* [Page excerpt]:

►

SINGAPORE/SHANGHAI, Sept 26 — Shares of pharmaceutical companies across Asia fell on Friday after US President Donald Trump unveiled 100 per cent tariffs on imports of branded drugs from October 1, unless their producers had already broken ground on US manufacturing plants.
Markets had already been braced for tariffs on pharmaceutical products that Trump had long foreshadowed, but companies with big exposure to the US market took a heavy hit, with Japan’s Sumitomo Pharma tumbling 4.3 per cent and Australia’s CSL plummeting to a six-year low.
Lorraine Tan, director of equity research for Asia at Morningstar, said the final tariff rate should be lower given the pattern of negotiations so far, but the uncertainty in the near term could weigh on share prices.
Other analysts expected only a limited impact on Asian drugmakers, as many focus on generic drugs.
“This is branded drugs — it doesn’t affect generics that China and India supplies,” said Ken Peng, head of Asia investment strategy at Citi Wealth.
“The recent growth in Chinese healthcare is based on selling IP to US and European pharma. The region that exports the most branded, finished product to the US is Europe, Switzerland, and maybe a little bit in Japan.”
The EU has a trade deal with the US to pay a 15 per cent tariff on goods, including pharmaceuticals, while Japan has an agreement that its tariff rates will not exceed others, including the EU, Tokyo’s trade negotiator said on Friday.
US investment rush
Around 60 per cent of US pharma imports in 2024 came from the European Union, according to UN Comtrade data. Switzerland, which is not an EU member, was the second-biggest exporter at 9 per cent.
Many global drugmakers have already announced multi-billion-dollar investment plans in the US this year to mitigate the impact of threatened tariffs on pharmaceutical imports.

◄

* [Extracted material]:
►

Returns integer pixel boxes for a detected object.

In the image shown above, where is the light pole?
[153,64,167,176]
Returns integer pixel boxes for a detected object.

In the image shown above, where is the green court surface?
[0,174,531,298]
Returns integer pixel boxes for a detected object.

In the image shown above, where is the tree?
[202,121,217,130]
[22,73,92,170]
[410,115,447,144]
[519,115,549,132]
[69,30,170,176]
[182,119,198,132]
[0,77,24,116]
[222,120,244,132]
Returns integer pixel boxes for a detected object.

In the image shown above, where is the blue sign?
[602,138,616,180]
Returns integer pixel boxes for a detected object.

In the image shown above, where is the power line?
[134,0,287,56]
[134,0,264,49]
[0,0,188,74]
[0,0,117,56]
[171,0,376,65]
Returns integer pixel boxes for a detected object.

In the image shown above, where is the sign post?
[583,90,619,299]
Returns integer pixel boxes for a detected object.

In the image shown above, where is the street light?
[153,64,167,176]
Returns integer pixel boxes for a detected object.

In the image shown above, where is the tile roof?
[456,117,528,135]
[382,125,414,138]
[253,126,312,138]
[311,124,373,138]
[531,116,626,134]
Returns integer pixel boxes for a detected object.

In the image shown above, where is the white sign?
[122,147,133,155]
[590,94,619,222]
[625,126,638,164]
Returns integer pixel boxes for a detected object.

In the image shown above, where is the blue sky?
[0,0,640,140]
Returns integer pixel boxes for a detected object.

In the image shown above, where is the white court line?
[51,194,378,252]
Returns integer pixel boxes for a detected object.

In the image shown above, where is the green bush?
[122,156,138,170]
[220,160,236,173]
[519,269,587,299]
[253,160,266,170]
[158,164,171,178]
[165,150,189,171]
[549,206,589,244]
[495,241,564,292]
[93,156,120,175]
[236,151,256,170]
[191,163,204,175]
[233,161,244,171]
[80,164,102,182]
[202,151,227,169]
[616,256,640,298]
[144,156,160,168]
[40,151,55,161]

◄

* [Try it]: In the news article on drug tariffs, what share of US pharmaceutical imports in 2024 came from the European Union?

* [Final answer]: Around 60 percent, according to UN Comtrade data.